EXTRACTED TEXT:
Start of Block
MTV2 Pop

Programming
- Picture format: 576i (4:3 SDTV)

Ownership
- Owner: Viacom International Media Networks

History
- Launched: 1 May 2001; 24 years ago
- Replaced: VH-1 Germany
- Closed: 11 September 2005; 20 years ago
- Replaced by: Nickelodeon Germany

= MTV2 Pop =

Defunct German television station

MTV2 Pop was a German music channel. It launched on 1 May 2001, taking over the transponder left by the analogue service of MTV UK and Ireland when it closed down. It replaced VH-1 Germany. The channel mainly focused on Europop and eurodance music (uplifting house/uplifting trance, vocal trance, pumping house, progressive trance).

It closed on 11 September 2005, being replaced by Nickelodeon Germany. MTV2 Pop also broadcast anime such as InuYasha, Lupin III, Golden Boy, Cowboy Bebop and The Vision of Escaflowne.

When the UK version of TMF was hastily launched in October 2002, the channel used MTV2 Pop's presentation graphics, with the identifications re-badged to contain the TMF logo. These graphics were used until Summer 2005.

==History==
Since 1 May 2001, the channel has been broadcasting Europe-wide via satellite, in the German-language cable networks, partly terrestrial analogue and later also occasionally via DVB-T. It replaced the previously hardly successful VH-1 Germany music channel. The video One More Time by Daft Punk was played both at the start and the end of broadcasting.

===Programmes===
At the start of the programme there were clearly separated programmes in themselves, but their music formats did not differ in most cases. Hits of the Century was advertised as a retrospective of the past twenty years, but the same current mainstream clips were broadcast as in the rest of the day and evening program. Only formats such as Dance Hits and later Black Hits differed significantly in their formats from the rest of the programmes. Otherwise, the music videos were selected according to the time of day. So in the mornings not too penetrating, but also not very quiet videos were played (Daylight, Pophits). During the day there were stronger songs in the program (Quicklunch), the evening was aimed at those who were looking for some relaxation (Relax, Kiss Me). The night and weekend program was not arranged according to these aspects (Moonlight, Weekend).

====Moderated formats====
The first moderated format was created in August 2001: ODC 40 with Simone Heppner was a two-hour dance chart show. The top 40 charts were based on the NewYorker Official Dance Charts, which were also displayed in the clothing company's branches. In September 2002, the show was renamed New Yorker ODC 40. Several ODC 40 parties were held throughout Germany. At the end of 2004, New Yorker and MTV2 Pop ended the cooperation. Until then, the corresponding music format even dominated the entire program.

The telephone quiz GaMe TV started in July 2003. The moderations were recorded in advance; in contrast to other call-in formats, the participant had to answer several questions about pop culture after registration in five rounds. GaMe TV was discontinued after a short time.

====Further broadcasts====
In 2001, the MTV Video Music Awards were repeated on MTV2 Pop. In 2002, older episodes of Making the Band, from which the formation O-Town emerged, were broadcast, while MTV Germany showed more recent episodes.

====Anime and cartoon series====
Between September 2003 and January 2004, the station broadcast anime and cartoon series formerly broadcast on MTV Germany and Nickelodeon Germany.

- Radiated cartoon series:
  - Aaahh!!! Real Monsters (Aaahh!!! Monsters)
End of Block
DATA FOR ANALYSIS:
Start of Block
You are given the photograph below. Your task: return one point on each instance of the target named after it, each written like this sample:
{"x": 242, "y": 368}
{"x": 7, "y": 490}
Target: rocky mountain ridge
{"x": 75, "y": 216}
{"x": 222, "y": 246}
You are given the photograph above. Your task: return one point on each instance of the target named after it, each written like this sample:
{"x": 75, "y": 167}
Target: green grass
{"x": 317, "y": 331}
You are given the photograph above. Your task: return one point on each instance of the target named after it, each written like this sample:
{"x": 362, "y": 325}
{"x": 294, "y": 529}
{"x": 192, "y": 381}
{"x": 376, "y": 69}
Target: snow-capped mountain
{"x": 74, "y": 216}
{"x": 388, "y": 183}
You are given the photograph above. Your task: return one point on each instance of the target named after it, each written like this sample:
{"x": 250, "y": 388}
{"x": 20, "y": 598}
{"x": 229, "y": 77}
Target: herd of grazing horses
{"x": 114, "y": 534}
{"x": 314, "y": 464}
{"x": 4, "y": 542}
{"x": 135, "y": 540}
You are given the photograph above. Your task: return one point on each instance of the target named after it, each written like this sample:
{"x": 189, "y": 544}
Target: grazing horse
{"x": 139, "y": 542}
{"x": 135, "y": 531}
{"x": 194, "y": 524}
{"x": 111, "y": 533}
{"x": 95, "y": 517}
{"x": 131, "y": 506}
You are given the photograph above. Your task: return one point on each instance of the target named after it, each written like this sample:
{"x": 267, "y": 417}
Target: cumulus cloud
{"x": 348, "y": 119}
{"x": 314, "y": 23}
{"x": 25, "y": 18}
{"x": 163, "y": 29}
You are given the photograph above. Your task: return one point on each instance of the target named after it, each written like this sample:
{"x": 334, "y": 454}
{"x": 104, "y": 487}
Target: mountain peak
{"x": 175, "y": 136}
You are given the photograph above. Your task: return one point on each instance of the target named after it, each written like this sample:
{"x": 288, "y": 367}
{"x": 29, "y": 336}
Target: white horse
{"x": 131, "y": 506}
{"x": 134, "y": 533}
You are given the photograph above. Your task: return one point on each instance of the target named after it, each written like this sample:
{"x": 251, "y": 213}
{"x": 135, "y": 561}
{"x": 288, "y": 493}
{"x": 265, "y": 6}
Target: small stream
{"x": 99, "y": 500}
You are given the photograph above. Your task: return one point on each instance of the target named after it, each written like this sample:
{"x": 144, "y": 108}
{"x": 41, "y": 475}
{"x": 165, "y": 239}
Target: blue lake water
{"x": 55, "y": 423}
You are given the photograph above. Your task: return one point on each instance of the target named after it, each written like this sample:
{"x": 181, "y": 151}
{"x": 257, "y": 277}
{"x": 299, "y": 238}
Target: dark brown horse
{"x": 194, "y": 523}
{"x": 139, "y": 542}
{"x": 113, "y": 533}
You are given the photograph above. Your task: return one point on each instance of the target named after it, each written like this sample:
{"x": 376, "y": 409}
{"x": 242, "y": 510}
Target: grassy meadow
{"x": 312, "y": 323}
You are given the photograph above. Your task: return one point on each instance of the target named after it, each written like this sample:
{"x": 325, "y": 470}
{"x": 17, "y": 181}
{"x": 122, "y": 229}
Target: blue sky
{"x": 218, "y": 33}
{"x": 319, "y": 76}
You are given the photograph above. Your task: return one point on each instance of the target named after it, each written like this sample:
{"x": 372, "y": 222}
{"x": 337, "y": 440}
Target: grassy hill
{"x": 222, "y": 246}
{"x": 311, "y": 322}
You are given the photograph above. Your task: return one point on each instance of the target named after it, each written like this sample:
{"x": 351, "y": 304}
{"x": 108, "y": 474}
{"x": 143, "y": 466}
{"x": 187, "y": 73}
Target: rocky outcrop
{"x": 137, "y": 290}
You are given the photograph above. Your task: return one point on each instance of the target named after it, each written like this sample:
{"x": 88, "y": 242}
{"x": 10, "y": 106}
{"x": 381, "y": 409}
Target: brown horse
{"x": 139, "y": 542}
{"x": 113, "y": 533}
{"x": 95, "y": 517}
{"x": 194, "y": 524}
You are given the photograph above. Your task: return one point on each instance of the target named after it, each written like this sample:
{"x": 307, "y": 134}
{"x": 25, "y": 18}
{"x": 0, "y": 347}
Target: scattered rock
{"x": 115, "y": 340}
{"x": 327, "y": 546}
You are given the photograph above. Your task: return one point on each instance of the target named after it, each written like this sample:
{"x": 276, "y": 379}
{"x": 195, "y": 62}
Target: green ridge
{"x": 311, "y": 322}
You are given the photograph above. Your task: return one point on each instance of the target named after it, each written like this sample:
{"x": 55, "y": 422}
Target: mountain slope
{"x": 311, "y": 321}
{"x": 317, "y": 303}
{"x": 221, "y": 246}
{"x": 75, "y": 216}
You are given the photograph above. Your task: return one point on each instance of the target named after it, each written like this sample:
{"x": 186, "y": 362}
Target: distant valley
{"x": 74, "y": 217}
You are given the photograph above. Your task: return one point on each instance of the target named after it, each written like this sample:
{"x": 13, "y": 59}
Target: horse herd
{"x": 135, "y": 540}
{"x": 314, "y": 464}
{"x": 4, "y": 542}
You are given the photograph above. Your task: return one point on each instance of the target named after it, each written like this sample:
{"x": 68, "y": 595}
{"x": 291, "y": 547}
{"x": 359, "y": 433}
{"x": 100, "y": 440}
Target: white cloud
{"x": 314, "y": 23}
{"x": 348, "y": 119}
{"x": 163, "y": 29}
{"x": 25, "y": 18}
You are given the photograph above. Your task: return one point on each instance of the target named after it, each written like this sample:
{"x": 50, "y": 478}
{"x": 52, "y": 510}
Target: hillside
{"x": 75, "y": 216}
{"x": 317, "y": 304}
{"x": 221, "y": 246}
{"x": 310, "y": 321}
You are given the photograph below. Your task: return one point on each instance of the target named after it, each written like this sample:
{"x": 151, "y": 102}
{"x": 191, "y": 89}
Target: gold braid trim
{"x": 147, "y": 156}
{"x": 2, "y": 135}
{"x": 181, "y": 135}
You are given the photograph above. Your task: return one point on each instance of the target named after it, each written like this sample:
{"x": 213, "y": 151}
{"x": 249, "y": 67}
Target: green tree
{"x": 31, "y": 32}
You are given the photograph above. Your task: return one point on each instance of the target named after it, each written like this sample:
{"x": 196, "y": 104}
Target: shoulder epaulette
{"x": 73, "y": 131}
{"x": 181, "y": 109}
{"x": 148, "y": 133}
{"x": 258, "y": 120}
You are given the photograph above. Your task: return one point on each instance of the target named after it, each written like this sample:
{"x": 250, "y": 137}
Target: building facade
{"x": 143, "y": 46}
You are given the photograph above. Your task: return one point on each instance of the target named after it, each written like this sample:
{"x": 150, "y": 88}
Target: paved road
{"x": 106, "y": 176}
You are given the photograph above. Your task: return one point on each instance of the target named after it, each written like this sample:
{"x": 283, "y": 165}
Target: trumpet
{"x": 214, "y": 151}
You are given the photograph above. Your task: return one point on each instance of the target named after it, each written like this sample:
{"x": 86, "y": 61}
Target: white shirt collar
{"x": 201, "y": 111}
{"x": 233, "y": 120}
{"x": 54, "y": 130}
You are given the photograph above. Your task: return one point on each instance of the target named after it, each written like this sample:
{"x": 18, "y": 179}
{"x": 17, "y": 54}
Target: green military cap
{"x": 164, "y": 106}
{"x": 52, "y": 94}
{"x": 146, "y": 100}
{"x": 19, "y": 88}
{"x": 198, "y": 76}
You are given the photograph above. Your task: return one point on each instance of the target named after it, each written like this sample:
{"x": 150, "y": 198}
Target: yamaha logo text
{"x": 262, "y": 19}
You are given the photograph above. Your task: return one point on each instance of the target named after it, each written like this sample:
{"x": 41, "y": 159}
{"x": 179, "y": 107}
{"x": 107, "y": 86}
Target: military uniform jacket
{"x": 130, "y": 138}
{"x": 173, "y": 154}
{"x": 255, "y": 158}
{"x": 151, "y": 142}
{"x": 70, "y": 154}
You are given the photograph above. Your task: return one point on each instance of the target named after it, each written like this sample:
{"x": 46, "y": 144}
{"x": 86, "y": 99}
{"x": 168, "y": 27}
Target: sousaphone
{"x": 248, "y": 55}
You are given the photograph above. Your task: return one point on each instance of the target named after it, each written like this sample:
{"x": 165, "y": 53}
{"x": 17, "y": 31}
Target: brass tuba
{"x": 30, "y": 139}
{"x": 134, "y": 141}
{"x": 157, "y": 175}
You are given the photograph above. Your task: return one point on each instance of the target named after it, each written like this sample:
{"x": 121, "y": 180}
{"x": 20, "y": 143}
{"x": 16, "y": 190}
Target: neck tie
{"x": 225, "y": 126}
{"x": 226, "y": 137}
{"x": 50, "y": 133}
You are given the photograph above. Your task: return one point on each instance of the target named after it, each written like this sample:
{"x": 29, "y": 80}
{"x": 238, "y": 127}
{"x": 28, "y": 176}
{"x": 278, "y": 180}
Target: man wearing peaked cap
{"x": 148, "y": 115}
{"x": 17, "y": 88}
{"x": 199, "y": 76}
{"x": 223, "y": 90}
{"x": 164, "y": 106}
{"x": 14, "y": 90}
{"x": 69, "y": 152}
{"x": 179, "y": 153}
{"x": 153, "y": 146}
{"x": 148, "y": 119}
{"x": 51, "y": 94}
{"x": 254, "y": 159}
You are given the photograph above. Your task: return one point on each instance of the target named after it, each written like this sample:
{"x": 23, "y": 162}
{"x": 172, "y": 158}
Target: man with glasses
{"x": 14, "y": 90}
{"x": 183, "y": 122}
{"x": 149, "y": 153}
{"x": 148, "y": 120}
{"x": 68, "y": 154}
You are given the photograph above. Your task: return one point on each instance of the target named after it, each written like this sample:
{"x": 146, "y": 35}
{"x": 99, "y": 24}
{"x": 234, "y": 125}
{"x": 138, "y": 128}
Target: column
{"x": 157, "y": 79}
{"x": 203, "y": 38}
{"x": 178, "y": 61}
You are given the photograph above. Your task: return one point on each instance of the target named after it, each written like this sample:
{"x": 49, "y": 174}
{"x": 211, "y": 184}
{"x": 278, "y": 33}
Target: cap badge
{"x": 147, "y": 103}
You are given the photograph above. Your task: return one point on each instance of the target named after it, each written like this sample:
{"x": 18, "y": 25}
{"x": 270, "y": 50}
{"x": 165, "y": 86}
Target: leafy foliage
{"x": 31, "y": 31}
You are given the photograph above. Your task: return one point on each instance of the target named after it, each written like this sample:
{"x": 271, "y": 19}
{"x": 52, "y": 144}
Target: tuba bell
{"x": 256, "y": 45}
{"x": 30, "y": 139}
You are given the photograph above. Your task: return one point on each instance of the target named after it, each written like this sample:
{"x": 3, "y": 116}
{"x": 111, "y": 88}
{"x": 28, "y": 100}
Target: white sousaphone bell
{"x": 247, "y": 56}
End of Block
WHAT THIS EXERCISE ASKS:
**A)** In the MTV2 Pop article, why did the evening programs such as Relax and Kiss Me differ from the daytime ones?
**B)** Answer these questions from the MTV2 Pop article, one per line:
(i) Which channel replaced MTV2 Pop when it closed?
(ii) Who hosted ODC 40?
(iii) In how many rounds did a GaMe TV participant answer questions?
**C)** Pick up the MTV2 Pop article at the point where it stops, and carry it on.

ANSWERS BY ITEM NUMBER:
**A)** Music videos were chosen according to the time of day. The evening was aimed at viewers looking for some relaxation, while during the day stronger songs were played, as in Quicklunch.

**B)**
(i) Nickelodeon Germany
(ii) Simone Heppner
(iii) Five

**C)**
  - The Ren & Stimpy Show

Originally other cartoons like CatDog had been announced as well. It is unclear why they had limited themselves to the series mentioned above.

- Broadcast anime series:
  - Inuyasha (episodes 1-52, uncut)
  - Lupin the Third
  - Cowboy Bebop
  - The Vision of Escaflowne
  - Golden Boy

MTV2 Pop broadcast the anime series Inuyasha as German premiere and in an uncut version (the repeat and the second German season aired on RTL II in a cut version).

===On-air design===
In its first month, MTV2 Pop revised its on-air design twice. This was because the agency Regardez! was only commissioned with the design at short notice and the final version of the Lots of Dots baptized on-air design could not be completed on time. In addition, there were problems with the MTV servers in London, which could only display the animated insertions incorrectly. Therefore, a provisional on-air package was developed for the initial phase.

With Lots of Dots, a graphic world with light bulb surfaces and 3D elements, the disco and nightlife theme was taken up. The graphics were from 06:00 to 12:00 in yellow, from 12:00 to 18:00 in orange, from 18:00 to 24:00 in magenta (a special feature is that in the trailers no self-producing music, but "One More Time" was incorporated) and from 00:00 to 06:00 in blue.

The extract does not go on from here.